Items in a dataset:
* start *
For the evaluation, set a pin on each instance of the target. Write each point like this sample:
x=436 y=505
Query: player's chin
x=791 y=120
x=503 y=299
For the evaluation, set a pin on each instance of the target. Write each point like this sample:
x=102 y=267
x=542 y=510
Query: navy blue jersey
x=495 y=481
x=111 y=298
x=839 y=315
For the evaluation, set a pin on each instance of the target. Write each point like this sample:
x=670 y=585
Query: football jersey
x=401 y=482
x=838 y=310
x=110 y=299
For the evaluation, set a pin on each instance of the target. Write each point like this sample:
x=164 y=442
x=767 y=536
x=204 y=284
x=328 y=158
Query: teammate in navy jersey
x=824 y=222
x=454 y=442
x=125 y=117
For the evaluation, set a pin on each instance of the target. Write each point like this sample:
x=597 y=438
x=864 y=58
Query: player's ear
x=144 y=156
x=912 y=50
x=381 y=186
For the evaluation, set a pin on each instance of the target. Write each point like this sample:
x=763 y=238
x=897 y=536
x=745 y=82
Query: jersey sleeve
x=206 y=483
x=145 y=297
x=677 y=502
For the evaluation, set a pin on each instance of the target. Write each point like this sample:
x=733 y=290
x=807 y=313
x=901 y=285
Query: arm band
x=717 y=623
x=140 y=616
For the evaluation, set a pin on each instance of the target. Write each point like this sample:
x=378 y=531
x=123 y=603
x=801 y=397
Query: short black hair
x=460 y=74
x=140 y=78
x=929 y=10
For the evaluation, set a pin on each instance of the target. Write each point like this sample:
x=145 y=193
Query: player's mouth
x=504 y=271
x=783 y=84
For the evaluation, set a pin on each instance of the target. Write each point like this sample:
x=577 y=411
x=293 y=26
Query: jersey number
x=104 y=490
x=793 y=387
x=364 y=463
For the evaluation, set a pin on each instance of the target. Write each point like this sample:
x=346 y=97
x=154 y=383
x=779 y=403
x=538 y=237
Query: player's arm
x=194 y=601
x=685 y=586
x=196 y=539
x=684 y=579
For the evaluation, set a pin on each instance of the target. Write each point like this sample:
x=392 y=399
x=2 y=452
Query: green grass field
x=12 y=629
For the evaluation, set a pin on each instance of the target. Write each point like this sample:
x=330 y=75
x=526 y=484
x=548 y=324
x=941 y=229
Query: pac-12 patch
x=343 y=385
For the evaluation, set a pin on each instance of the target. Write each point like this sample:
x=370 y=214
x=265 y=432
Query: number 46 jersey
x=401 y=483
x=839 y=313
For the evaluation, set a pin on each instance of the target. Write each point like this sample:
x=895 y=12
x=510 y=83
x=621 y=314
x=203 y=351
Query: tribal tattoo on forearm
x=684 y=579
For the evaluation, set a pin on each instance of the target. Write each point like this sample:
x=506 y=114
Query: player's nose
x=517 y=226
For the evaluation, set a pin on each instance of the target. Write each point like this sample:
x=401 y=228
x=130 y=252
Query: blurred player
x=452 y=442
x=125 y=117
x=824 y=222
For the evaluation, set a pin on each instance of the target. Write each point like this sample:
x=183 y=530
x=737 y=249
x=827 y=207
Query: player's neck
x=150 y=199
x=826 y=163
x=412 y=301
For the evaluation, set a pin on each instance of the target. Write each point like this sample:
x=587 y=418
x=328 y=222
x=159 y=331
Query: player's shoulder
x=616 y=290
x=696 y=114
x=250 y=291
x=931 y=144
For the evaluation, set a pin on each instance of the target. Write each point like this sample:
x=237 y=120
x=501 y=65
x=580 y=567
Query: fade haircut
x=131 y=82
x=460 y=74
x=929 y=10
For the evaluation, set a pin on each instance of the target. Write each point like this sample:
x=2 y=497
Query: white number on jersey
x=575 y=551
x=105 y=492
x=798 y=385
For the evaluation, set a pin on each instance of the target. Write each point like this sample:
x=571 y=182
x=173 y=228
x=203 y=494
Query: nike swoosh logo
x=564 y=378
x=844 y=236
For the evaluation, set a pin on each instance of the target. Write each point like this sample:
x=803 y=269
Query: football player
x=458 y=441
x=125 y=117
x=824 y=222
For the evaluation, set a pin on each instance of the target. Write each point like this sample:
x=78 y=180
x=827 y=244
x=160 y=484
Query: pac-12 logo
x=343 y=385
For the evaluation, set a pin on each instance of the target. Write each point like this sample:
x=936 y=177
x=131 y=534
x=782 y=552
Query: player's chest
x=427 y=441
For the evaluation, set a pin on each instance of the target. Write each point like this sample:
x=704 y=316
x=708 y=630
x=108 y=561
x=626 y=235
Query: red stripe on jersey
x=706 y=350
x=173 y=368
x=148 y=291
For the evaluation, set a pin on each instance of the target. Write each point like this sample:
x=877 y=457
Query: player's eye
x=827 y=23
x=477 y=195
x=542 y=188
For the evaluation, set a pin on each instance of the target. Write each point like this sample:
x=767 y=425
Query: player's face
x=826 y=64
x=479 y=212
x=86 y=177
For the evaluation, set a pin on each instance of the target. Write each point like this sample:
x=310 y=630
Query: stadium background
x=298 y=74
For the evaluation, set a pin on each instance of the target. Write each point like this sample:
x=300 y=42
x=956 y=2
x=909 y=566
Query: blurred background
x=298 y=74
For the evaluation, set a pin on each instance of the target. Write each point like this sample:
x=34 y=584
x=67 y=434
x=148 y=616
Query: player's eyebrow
* end *
▶ **Task description**
Can you write out every line from the start of the material through the line with "x=364 y=463", requests included, and move each x and y coordinate in the answers up by 80, leaving the requests and their sample points as they are?

▶ **Task solution**
For the evaluation, set a pin on each instance of the target. Write each point like this sample:
x=436 y=505
Query: player's chin
x=871 y=200
x=583 y=379
For the evaluation, set a pin on each instance of the target. Write each point like this sample:
x=102 y=267
x=542 y=510
Query: navy blue jersey
x=575 y=561
x=191 y=378
x=919 y=395
For the evaluation, set a pin on each instance of the target. Write each point like this sample:
x=670 y=585
Query: football jersey
x=481 y=562
x=918 y=390
x=190 y=379
For the evaluation, set a pin on each instance of the target. Write each point like this sample:
x=164 y=442
x=767 y=536
x=204 y=284
x=328 y=158
Query: teammate in navy jersey
x=904 y=302
x=534 y=522
x=205 y=197
For the evaluation, set a pin on each instance of the target. Write each point like this sample:
x=597 y=438
x=864 y=58
Query: player's ear
x=224 y=236
x=992 y=130
x=461 y=266
For the evaluation, set a pin on each instance of the target. Write each point like this sample:
x=763 y=238
x=897 y=536
x=745 y=82
Query: jersey sleeve
x=286 y=563
x=225 y=377
x=757 y=582
For the evaluation, set a pin on each instance of the target. Write each point like this sample:
x=733 y=290
x=807 y=313
x=901 y=285
Query: arm band
x=797 y=703
x=220 y=696
For the evaluation, set a pin on each instance of the target. Write each point like this sample:
x=378 y=531
x=123 y=603
x=801 y=397
Query: short black hair
x=540 y=154
x=220 y=158
x=1009 y=90
For the evaluation, set a pin on each instance of the target. Write each point like this sample:
x=145 y=193
Query: player's mouth
x=584 y=351
x=863 y=164
For the evaluation, set a pin on each instance of the target. Write each point like this sample:
x=577 y=411
x=293 y=26
Query: jersey number
x=184 y=570
x=873 y=467
x=444 y=543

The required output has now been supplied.